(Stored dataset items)
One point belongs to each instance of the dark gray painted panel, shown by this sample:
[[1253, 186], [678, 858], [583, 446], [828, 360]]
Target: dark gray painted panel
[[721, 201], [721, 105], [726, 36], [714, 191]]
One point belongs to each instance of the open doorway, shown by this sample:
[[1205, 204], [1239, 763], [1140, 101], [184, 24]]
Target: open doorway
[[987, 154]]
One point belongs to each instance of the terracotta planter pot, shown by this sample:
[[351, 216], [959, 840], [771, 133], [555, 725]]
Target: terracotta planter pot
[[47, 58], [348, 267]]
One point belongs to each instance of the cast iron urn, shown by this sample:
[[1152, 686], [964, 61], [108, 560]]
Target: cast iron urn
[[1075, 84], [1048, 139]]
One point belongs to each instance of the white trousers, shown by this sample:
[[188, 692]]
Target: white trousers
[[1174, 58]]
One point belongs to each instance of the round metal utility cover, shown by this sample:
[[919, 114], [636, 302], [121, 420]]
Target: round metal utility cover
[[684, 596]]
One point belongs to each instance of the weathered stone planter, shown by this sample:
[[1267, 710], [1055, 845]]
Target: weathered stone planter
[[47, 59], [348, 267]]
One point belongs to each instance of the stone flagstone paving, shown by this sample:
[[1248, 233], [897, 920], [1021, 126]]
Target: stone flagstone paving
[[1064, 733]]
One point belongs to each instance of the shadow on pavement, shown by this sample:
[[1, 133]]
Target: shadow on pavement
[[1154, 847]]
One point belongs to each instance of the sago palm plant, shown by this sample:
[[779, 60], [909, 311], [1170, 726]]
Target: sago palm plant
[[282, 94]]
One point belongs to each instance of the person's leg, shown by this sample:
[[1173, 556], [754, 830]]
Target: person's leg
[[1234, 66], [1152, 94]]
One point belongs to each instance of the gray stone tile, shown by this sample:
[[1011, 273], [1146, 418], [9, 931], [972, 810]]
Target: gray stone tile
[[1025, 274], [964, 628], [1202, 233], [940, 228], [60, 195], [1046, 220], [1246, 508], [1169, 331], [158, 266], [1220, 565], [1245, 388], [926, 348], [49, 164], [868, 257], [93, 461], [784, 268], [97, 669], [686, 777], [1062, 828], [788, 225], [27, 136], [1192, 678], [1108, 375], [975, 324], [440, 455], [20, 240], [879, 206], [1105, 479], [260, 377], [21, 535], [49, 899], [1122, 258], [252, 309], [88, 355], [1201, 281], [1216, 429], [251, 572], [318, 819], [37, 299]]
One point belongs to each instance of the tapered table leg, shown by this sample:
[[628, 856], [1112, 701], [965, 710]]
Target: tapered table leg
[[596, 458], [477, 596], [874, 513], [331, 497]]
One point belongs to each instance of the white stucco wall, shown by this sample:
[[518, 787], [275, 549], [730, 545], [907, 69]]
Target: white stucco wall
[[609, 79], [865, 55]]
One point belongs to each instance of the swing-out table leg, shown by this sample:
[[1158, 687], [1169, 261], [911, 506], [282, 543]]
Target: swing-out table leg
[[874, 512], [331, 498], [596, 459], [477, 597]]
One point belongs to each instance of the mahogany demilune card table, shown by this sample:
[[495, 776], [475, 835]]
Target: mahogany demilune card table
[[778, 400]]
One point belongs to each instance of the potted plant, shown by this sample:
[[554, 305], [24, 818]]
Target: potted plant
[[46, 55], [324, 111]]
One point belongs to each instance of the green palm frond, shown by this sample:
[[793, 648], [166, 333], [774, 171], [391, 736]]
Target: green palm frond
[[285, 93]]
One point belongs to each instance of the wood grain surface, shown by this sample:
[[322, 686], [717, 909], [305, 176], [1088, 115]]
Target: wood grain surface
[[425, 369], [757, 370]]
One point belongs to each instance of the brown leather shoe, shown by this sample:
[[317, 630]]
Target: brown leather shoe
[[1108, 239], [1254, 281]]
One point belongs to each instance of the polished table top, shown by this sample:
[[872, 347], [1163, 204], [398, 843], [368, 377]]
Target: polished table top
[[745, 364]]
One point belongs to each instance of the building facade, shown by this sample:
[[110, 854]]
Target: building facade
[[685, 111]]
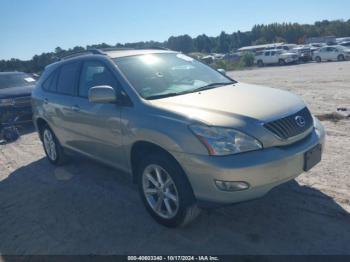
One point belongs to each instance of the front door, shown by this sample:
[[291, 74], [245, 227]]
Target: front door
[[98, 130]]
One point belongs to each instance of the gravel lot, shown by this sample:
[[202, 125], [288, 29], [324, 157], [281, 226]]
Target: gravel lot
[[86, 208]]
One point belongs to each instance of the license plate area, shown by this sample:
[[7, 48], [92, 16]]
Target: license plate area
[[312, 157]]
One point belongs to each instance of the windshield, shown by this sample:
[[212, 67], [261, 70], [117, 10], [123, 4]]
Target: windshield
[[15, 80], [168, 74]]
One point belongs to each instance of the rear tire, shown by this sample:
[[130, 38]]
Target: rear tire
[[341, 58], [52, 147], [281, 62], [165, 191], [260, 63]]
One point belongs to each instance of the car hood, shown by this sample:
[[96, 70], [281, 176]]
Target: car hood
[[13, 92], [233, 105], [288, 54]]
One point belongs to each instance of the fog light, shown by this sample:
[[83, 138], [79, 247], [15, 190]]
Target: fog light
[[231, 186]]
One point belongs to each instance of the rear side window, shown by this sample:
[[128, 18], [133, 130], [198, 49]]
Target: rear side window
[[50, 84], [68, 78], [95, 73]]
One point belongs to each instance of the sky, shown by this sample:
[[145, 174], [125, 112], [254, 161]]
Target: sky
[[30, 27]]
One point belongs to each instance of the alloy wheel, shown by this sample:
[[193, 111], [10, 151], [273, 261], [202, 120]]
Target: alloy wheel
[[160, 191]]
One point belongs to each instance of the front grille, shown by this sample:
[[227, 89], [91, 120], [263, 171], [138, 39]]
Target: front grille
[[288, 127]]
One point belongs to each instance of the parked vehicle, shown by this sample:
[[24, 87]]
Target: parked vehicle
[[332, 53], [15, 101], [345, 44], [274, 56], [191, 137], [286, 47], [304, 53]]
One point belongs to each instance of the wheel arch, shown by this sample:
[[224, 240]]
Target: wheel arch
[[142, 147]]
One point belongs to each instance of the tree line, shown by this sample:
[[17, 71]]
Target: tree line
[[224, 43]]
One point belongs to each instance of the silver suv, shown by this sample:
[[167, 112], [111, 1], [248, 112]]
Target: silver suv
[[189, 136]]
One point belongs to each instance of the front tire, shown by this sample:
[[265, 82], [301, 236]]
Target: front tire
[[281, 62], [341, 58], [166, 192], [53, 149], [260, 63]]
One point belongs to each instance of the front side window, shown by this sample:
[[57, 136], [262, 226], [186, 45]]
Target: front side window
[[68, 78], [8, 80], [168, 74], [93, 74], [50, 84]]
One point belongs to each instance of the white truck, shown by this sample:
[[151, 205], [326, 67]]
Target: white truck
[[274, 56]]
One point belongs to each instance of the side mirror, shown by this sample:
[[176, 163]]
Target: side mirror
[[102, 95], [222, 71]]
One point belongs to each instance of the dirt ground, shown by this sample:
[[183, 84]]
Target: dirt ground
[[87, 208]]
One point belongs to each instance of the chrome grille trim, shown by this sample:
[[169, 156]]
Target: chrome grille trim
[[287, 127]]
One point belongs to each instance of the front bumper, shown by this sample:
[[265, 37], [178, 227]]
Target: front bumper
[[15, 115], [263, 170], [290, 60]]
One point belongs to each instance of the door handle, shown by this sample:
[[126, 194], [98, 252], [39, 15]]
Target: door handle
[[75, 108]]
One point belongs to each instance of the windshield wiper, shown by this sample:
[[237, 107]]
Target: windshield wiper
[[162, 96], [206, 87], [212, 85]]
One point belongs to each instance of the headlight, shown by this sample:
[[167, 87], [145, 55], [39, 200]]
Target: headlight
[[7, 102], [225, 141]]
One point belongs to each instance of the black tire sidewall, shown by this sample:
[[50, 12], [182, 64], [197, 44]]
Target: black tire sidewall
[[341, 58], [58, 147], [186, 197]]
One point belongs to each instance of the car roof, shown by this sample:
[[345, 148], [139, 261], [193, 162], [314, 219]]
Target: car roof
[[134, 52], [12, 73]]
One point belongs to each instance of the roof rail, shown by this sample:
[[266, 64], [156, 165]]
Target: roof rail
[[115, 49], [86, 52], [130, 48], [157, 48]]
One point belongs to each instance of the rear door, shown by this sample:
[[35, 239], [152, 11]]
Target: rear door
[[267, 57], [273, 57], [97, 126], [60, 89]]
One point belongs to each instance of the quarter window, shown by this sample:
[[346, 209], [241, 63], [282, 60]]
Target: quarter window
[[67, 78], [93, 74], [50, 83]]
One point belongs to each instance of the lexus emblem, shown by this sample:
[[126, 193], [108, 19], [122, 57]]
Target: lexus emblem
[[300, 121]]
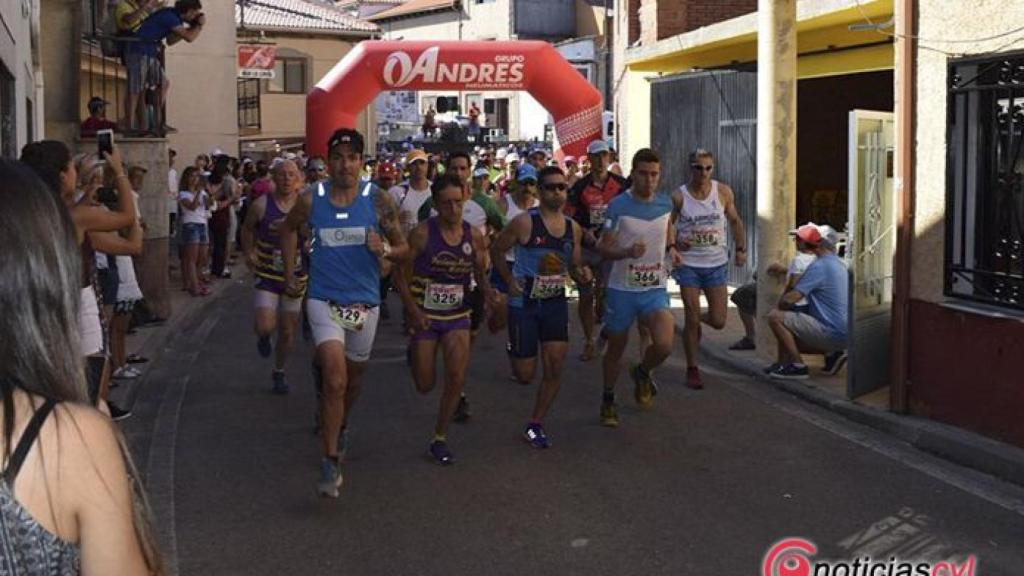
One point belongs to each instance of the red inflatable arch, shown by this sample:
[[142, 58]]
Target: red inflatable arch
[[531, 66]]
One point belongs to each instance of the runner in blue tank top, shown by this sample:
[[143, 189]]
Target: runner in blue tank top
[[261, 245], [637, 238], [445, 254], [547, 251], [352, 225]]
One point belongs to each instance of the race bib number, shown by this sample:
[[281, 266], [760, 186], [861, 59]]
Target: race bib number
[[350, 318], [443, 297], [644, 275], [704, 238], [548, 287]]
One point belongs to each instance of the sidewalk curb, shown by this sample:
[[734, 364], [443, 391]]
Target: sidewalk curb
[[956, 445]]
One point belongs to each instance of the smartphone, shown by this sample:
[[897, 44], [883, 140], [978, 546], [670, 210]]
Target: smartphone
[[104, 140]]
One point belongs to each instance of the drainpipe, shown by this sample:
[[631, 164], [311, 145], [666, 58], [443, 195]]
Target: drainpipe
[[776, 192], [905, 215]]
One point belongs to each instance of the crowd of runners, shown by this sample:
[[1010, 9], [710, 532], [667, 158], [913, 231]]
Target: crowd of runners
[[464, 252]]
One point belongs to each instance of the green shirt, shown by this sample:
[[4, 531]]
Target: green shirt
[[479, 212]]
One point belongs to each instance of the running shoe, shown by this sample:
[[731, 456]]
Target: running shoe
[[331, 478], [643, 391], [263, 346], [280, 385], [118, 413], [439, 452], [835, 362], [693, 380], [743, 343], [462, 410], [791, 372], [609, 414], [535, 436]]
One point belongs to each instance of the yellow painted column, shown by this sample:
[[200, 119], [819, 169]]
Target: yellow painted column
[[776, 151]]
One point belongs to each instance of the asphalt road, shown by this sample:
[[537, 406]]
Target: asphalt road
[[705, 483]]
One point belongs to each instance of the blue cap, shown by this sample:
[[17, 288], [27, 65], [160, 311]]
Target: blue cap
[[525, 172]]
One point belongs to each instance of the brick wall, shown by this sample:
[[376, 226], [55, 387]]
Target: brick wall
[[664, 18], [705, 12]]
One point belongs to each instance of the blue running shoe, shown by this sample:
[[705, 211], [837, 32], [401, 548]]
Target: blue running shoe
[[331, 478], [280, 385], [439, 452], [536, 437], [263, 346]]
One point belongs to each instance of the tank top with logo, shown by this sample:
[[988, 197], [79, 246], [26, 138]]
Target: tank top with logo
[[342, 270], [270, 266], [702, 223], [634, 221], [543, 262], [442, 274]]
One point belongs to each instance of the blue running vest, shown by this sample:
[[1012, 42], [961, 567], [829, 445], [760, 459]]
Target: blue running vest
[[342, 270]]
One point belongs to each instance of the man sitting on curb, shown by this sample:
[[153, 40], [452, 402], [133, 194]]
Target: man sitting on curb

# To do
Can you reproduce the items above verbatim, from the very first line through the line containing "[[1075, 84], [1048, 139]]", with both of those lines included?

# The solution
One point belongs to each instance of the dark gray painted panel, shown by this sample:
[[1253, 186], [678, 858], [583, 446], [828, 360]]
Target: dark gray painted panel
[[721, 201], [721, 105], [726, 36], [714, 191]]
One point belongs to each instance of the open doorway, shown by this sample:
[[1205, 204], [1239, 763], [1140, 101], [184, 24]]
Target: open doorway
[[987, 154]]
One point belongs to each instance of the terracotta planter pot, shown by this sample:
[[351, 216], [959, 840], [771, 133], [555, 725]]
Target: terracotta planter pot
[[47, 58], [348, 267]]
One point belongs to each instance of the cast iron urn, shown by this sample:
[[1152, 686], [964, 61], [108, 560]]
Target: cast iron urn
[[1075, 84], [1048, 139]]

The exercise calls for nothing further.